- **Data excerpts**:
= = = =
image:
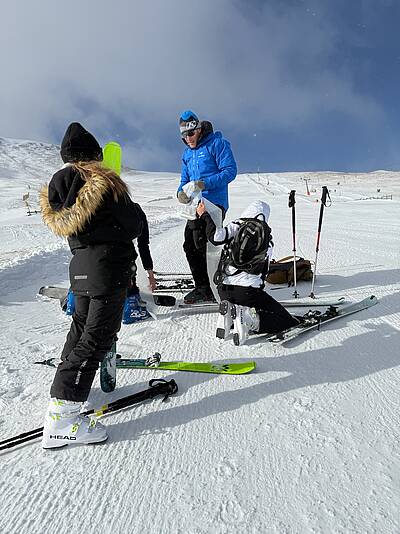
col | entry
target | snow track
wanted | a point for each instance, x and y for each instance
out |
(307, 443)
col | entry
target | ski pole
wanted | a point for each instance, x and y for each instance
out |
(292, 202)
(158, 386)
(325, 195)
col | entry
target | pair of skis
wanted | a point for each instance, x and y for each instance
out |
(156, 387)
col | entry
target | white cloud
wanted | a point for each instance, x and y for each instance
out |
(140, 63)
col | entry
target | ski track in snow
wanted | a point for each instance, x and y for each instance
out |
(307, 443)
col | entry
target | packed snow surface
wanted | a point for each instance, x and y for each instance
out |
(307, 443)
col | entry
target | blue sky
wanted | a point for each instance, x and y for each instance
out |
(293, 84)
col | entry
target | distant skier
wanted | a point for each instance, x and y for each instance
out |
(91, 206)
(208, 162)
(244, 304)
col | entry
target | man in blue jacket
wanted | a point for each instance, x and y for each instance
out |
(209, 163)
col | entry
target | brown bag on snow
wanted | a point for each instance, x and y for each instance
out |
(281, 271)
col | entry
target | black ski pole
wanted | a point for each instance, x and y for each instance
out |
(158, 386)
(292, 202)
(325, 195)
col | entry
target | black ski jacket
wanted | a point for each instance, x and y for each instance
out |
(99, 219)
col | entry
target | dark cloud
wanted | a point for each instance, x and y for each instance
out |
(126, 69)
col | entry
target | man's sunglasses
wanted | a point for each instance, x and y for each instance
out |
(189, 133)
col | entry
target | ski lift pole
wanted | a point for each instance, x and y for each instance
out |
(292, 202)
(325, 195)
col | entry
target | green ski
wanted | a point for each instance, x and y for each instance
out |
(229, 368)
(195, 367)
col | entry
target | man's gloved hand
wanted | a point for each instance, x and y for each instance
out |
(199, 185)
(183, 198)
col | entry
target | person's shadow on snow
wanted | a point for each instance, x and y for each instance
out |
(355, 358)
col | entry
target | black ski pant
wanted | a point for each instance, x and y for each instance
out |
(95, 323)
(273, 316)
(195, 247)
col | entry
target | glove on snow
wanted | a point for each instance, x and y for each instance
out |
(183, 198)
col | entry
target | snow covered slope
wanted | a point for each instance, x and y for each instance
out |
(307, 443)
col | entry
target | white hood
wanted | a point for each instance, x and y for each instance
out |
(256, 208)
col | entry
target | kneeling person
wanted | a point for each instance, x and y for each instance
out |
(241, 273)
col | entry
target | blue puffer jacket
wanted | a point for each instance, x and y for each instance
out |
(212, 162)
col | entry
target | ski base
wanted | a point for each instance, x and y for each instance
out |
(229, 368)
(316, 321)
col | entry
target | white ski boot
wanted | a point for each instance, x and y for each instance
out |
(64, 425)
(225, 321)
(244, 320)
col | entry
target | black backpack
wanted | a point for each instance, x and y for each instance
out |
(246, 250)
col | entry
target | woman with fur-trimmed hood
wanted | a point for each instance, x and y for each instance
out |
(90, 206)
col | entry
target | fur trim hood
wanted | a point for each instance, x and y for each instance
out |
(66, 218)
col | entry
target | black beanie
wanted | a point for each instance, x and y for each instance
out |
(79, 145)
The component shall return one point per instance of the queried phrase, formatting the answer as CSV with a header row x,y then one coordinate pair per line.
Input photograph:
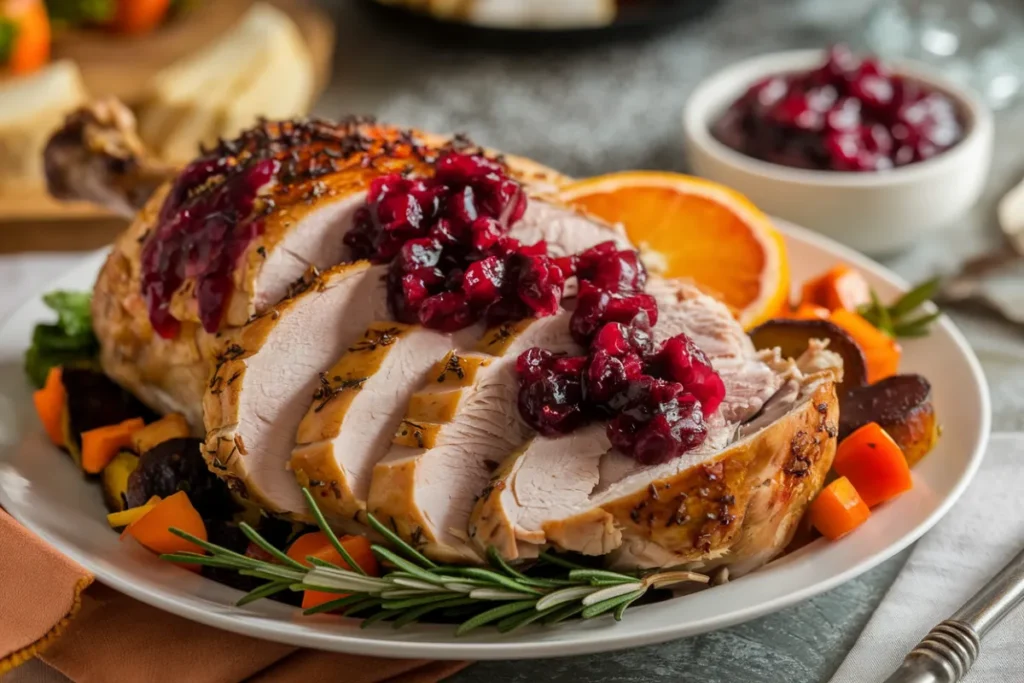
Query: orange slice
x,y
690,227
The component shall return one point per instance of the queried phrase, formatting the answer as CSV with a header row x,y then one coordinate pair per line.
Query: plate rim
x,y
299,634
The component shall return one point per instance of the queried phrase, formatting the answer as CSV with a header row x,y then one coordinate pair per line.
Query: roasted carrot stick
x,y
838,509
49,406
882,352
101,444
153,528
316,545
842,287
873,464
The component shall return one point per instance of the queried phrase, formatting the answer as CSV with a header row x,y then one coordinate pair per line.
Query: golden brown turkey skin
x,y
325,170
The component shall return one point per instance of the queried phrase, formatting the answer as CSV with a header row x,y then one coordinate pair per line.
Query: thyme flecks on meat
x,y
415,587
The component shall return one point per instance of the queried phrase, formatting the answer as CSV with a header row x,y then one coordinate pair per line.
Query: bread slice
x,y
31,109
260,68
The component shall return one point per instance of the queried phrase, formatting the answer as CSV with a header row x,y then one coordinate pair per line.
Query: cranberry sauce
x,y
655,399
218,204
201,236
445,238
847,115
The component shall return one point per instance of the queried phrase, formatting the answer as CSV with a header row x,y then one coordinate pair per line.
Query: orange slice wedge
x,y
690,227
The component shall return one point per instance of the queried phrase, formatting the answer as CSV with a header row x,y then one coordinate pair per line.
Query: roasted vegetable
x,y
129,516
178,465
153,528
842,287
873,464
792,337
99,445
94,400
900,404
315,544
838,509
114,480
68,342
882,352
49,403
25,36
164,429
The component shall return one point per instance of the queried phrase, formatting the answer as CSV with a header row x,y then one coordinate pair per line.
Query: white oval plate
x,y
41,487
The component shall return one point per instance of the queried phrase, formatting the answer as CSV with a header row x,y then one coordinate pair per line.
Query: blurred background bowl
x,y
879,212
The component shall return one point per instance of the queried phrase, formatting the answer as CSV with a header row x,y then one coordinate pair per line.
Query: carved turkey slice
x,y
736,498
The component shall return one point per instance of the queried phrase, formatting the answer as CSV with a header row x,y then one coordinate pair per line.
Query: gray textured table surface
x,y
613,107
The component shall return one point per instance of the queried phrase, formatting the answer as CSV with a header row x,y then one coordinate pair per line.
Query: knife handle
x,y
948,651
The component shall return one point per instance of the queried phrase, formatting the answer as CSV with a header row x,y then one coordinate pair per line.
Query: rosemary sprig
= = = =
- **Work order**:
For this data, state how many lines include the word "hood", with nothing added.

- **Solution**:
3